# PROBLEM DETAILS
Copy out the records below word for word, leaving out the pictures.

Records for pointing to objects in photos:

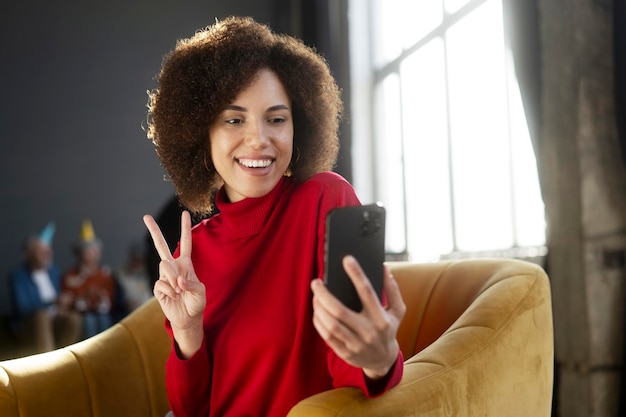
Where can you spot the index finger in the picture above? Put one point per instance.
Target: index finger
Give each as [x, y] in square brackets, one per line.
[185, 234]
[157, 237]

# RESULT OF THE TASK
Where can you spot the index finger in the picture above? Put one point per instance.
Target: index finger
Give each as [x, y] in square brackets, one per line.
[185, 234]
[157, 237]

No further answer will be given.